» **The problem**
Read through the material below and copy each line in which the word "dress" occurs.

» **Records for the exercise**
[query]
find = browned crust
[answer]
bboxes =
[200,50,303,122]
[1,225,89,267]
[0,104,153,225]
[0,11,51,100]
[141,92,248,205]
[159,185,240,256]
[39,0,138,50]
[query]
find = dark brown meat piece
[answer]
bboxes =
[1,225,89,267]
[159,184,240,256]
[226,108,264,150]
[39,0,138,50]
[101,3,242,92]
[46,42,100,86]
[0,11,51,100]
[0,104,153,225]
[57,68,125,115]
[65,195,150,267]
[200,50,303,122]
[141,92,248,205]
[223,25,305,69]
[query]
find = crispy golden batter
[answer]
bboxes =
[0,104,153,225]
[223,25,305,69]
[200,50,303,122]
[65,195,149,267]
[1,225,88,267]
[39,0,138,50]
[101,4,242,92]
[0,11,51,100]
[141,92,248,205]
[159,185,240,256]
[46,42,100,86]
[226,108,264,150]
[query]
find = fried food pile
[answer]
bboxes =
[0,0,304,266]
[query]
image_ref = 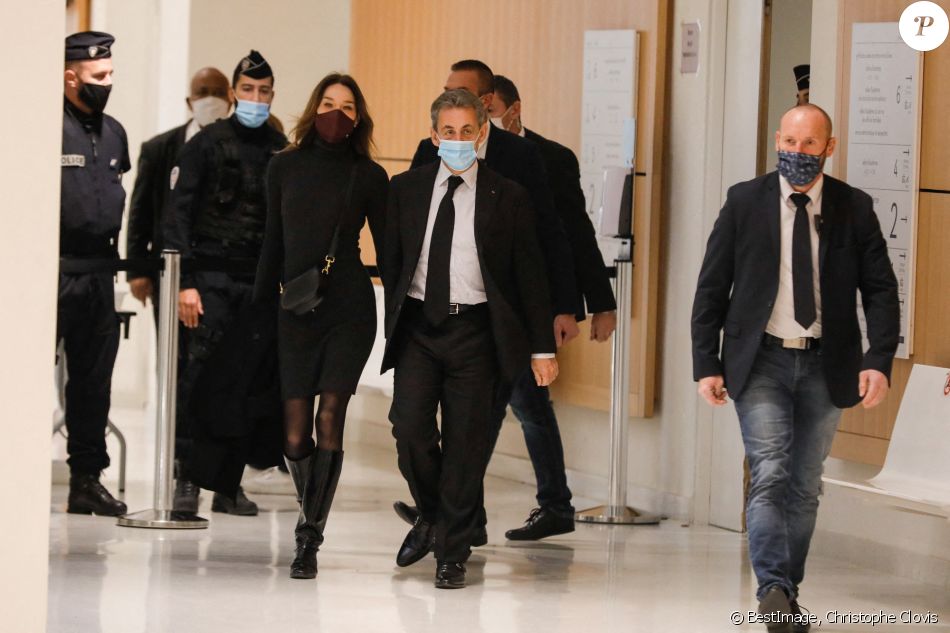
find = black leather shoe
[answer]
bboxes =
[290,535,319,579]
[67,473,127,517]
[758,586,793,633]
[434,561,466,589]
[393,500,419,526]
[505,507,575,541]
[173,479,200,513]
[212,487,259,516]
[394,501,488,546]
[790,600,811,633]
[396,516,434,567]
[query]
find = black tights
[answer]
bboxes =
[283,392,351,460]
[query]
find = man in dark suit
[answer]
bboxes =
[126,67,231,310]
[394,59,579,545]
[383,89,558,589]
[691,104,899,631]
[486,75,618,539]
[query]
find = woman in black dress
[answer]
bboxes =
[253,73,388,579]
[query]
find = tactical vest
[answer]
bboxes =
[193,122,280,248]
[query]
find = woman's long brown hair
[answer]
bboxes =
[288,73,375,157]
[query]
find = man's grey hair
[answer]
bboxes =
[430,89,487,130]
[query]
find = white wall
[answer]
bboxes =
[762,0,813,173]
[809,0,838,174]
[0,1,62,630]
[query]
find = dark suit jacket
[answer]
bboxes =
[691,172,899,408]
[126,122,189,280]
[410,124,579,316]
[525,128,616,317]
[382,161,556,383]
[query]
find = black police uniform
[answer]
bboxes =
[164,114,286,464]
[59,88,130,476]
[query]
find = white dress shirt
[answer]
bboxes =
[185,118,201,143]
[408,161,487,305]
[766,174,824,339]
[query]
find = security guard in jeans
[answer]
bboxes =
[60,32,130,516]
[164,50,286,516]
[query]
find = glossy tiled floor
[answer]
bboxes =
[48,411,950,633]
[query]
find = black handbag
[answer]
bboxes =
[280,164,358,315]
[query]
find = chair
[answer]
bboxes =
[822,364,950,518]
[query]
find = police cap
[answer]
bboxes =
[65,31,114,62]
[794,64,810,91]
[232,50,273,85]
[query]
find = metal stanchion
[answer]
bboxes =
[118,250,208,529]
[575,241,659,525]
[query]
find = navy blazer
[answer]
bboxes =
[525,127,616,317]
[691,172,899,408]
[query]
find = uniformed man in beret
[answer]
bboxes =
[164,50,287,516]
[60,31,130,516]
[794,64,810,106]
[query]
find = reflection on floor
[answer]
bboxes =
[49,410,950,633]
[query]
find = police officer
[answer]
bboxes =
[164,50,287,516]
[60,32,130,516]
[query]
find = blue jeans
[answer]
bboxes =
[733,339,842,601]
[506,368,574,515]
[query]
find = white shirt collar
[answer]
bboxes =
[436,158,478,190]
[779,172,824,205]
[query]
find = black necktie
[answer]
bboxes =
[790,192,816,329]
[424,175,464,327]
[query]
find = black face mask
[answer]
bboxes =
[78,82,112,114]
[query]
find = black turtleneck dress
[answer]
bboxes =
[253,140,388,398]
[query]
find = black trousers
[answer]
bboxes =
[57,272,120,475]
[389,299,497,563]
[176,269,255,459]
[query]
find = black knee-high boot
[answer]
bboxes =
[285,449,344,579]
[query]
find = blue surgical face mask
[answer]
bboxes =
[234,99,270,129]
[777,149,826,186]
[437,138,478,172]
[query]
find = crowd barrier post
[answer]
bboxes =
[118,250,208,529]
[575,243,660,526]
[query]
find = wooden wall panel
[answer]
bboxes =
[351,0,669,416]
[920,9,950,191]
[831,0,950,465]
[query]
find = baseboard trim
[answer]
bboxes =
[811,529,950,589]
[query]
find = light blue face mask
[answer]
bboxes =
[438,138,478,171]
[234,99,270,129]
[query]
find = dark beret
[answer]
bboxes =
[794,64,810,91]
[65,31,114,62]
[233,49,273,81]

» **Response**
find = woman in black dress
find = white dress shirt
find = black turtleneck dress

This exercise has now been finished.